### Work instruction
For every line below, set down an identical copy.

### Supplied information
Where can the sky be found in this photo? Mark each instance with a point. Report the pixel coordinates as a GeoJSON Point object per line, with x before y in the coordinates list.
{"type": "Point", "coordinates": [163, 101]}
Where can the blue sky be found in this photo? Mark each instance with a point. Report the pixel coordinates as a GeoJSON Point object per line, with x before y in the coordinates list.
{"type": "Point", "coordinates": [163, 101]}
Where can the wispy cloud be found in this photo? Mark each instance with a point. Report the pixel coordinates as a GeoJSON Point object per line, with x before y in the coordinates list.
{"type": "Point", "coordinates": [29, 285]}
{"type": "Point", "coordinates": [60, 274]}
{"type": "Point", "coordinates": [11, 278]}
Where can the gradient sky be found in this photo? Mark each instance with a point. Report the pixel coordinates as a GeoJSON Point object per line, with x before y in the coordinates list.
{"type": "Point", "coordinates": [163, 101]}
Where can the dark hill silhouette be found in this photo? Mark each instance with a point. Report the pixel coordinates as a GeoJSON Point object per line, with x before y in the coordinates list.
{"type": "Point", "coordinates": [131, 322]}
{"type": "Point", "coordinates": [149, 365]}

### Result
Where can the sky be found in this photo? Mark each instance with a point. Report the pixel coordinates as a GeoJSON Point object per line, with x before y in the coordinates list.
{"type": "Point", "coordinates": [163, 101]}
Where can the blue sky be found in this photo? Mark each instance with a point. Report the pixel coordinates as a GeoJSON Point object per line, with x before y in the coordinates list.
{"type": "Point", "coordinates": [163, 101]}
Where can the wispy cloud be found in this photo? Mark each instance with a point. Report the pixel coordinates as a GeoJSON Point object per line, with x before y in the coordinates list.
{"type": "Point", "coordinates": [29, 285]}
{"type": "Point", "coordinates": [60, 274]}
{"type": "Point", "coordinates": [11, 278]}
Where can the gradient sky be found in this photo? Mark each instance with a point. Report the pixel coordinates as a GeoJSON Point object per line, with x before y in the coordinates list.
{"type": "Point", "coordinates": [163, 101]}
Where can the dark hill silhouette be found in this photo? Mark each instance with a point. Report the pixel coordinates as a GeoJSON Point object per line, with x before y in the coordinates list.
{"type": "Point", "coordinates": [131, 322]}
{"type": "Point", "coordinates": [149, 365]}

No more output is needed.